§ **Records for the task**:
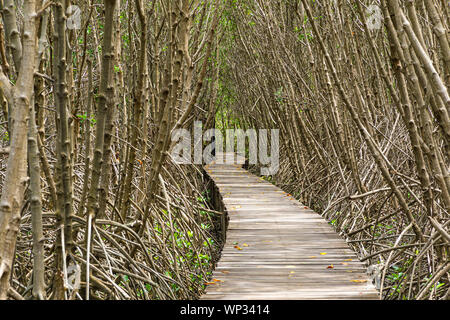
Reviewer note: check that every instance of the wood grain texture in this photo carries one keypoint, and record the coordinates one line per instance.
(276, 248)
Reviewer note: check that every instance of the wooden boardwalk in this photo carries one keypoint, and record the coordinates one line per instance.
(276, 248)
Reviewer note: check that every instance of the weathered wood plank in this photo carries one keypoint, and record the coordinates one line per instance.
(276, 248)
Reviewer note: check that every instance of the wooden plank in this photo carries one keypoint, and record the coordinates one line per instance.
(276, 248)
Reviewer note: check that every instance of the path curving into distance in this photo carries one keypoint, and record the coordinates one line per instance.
(276, 248)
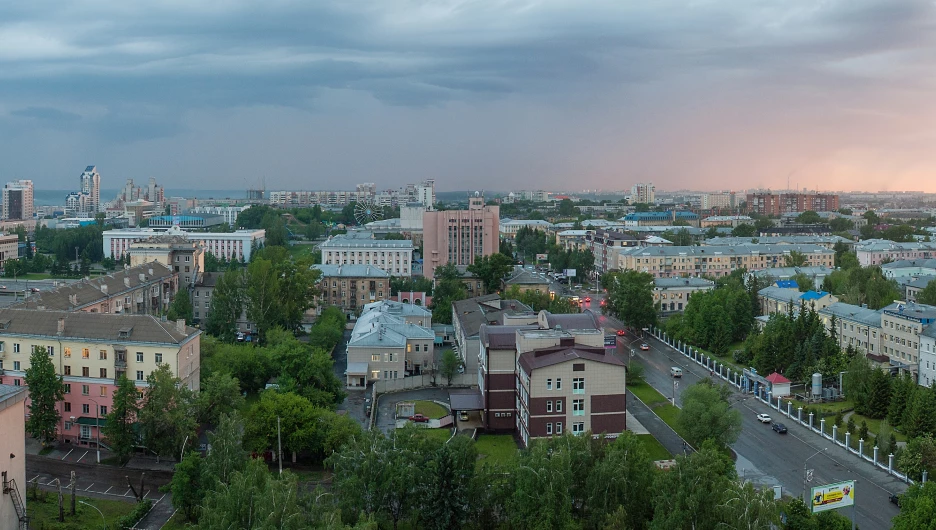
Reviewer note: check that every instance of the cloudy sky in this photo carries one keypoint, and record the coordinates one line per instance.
(494, 94)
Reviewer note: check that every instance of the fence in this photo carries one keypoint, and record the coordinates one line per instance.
(736, 379)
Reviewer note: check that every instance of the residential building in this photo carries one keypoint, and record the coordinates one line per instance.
(352, 287)
(91, 351)
(469, 315)
(901, 325)
(237, 245)
(879, 251)
(780, 299)
(360, 248)
(13, 455)
(569, 387)
(460, 236)
(390, 340)
(677, 261)
(671, 295)
(776, 204)
(855, 326)
(18, 201)
(643, 194)
(927, 357)
(145, 289)
(605, 245)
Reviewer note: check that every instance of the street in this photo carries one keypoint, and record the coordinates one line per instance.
(767, 458)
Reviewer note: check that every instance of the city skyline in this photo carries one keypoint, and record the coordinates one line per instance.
(508, 95)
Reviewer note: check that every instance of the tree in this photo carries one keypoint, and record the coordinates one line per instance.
(181, 307)
(220, 394)
(166, 416)
(707, 415)
(630, 297)
(450, 365)
(45, 391)
(118, 429)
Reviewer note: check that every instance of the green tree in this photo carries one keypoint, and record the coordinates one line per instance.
(46, 390)
(118, 429)
(181, 307)
(707, 415)
(450, 364)
(491, 270)
(166, 417)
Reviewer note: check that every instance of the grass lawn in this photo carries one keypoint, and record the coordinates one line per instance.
(498, 448)
(430, 409)
(647, 394)
(45, 513)
(654, 448)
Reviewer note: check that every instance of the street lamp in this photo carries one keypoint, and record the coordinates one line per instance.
(804, 474)
(103, 521)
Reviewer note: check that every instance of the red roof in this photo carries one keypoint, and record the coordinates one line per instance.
(777, 378)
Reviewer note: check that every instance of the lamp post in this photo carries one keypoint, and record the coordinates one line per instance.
(103, 521)
(804, 474)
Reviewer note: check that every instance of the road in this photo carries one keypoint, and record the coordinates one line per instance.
(767, 458)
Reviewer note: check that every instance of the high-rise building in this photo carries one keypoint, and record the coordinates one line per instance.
(18, 200)
(459, 236)
(643, 193)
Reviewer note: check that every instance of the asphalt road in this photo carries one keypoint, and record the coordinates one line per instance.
(767, 458)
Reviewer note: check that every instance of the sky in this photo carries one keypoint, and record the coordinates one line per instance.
(492, 94)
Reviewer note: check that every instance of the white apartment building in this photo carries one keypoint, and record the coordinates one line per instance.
(356, 248)
(236, 245)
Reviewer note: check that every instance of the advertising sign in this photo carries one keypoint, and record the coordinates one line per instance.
(833, 496)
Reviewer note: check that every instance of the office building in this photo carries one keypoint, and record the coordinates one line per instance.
(18, 200)
(460, 236)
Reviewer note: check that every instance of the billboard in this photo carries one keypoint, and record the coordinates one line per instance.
(833, 496)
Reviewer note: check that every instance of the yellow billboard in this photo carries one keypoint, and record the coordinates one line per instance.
(833, 496)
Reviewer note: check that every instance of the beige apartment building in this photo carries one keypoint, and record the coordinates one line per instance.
(91, 351)
(665, 262)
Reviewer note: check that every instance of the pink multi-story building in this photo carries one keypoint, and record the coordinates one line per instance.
(459, 236)
(91, 351)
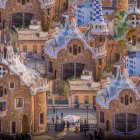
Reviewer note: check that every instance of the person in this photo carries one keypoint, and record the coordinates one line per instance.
(68, 125)
(100, 134)
(53, 109)
(53, 120)
(61, 115)
(95, 134)
(85, 129)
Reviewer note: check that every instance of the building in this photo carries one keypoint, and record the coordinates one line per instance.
(69, 52)
(23, 106)
(118, 106)
(132, 19)
(60, 6)
(120, 6)
(133, 62)
(24, 11)
(32, 40)
(85, 11)
(83, 92)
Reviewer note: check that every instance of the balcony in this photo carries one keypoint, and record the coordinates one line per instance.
(99, 53)
(2, 113)
(45, 4)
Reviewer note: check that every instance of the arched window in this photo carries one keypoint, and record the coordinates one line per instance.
(79, 49)
(12, 85)
(1, 91)
(131, 100)
(126, 123)
(107, 125)
(126, 99)
(134, 40)
(23, 2)
(86, 100)
(122, 100)
(75, 50)
(18, 1)
(70, 49)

§ **The exercise**: Using the listing above, copy exactly the lines from the one that contains "Reviewer note: check that every instance of the beige" through its last line, both included, but not the pictures.

§ **Solution to this exercise**:
Reviewer note: check that every instance of the beige apartment building in this photo carries one keypoint, and record the coordinates one line per instance.
(91, 351)
(665, 262)
Reviewer note: check that every instance of the pink multi-story building in this photo carries one keypoint, and record the coordinates one line per instance.
(459, 236)
(91, 351)
Reviewer note: check that every instance of the person in this photo carries one keypoint, and record the coordinates one line per instance.
(68, 125)
(100, 134)
(53, 109)
(53, 120)
(61, 115)
(95, 134)
(85, 129)
Reviewer note: check that every instance of the building in this photo carries one keypoint, and record the coordinates one line per instance.
(69, 52)
(23, 106)
(118, 106)
(132, 19)
(60, 6)
(120, 6)
(133, 62)
(24, 11)
(32, 40)
(85, 11)
(83, 92)
Reviewer note: check that every instance of the balcony in this photo carries one keypoint, and record the coordinates one line per instance.
(99, 53)
(2, 113)
(45, 4)
Reviewer note: check that every instance of the arched window in this photo carries one keypoint, and record the coordinates one line per instance.
(79, 49)
(12, 85)
(1, 91)
(131, 100)
(126, 123)
(107, 125)
(126, 99)
(134, 40)
(23, 2)
(86, 100)
(122, 100)
(75, 50)
(18, 1)
(70, 49)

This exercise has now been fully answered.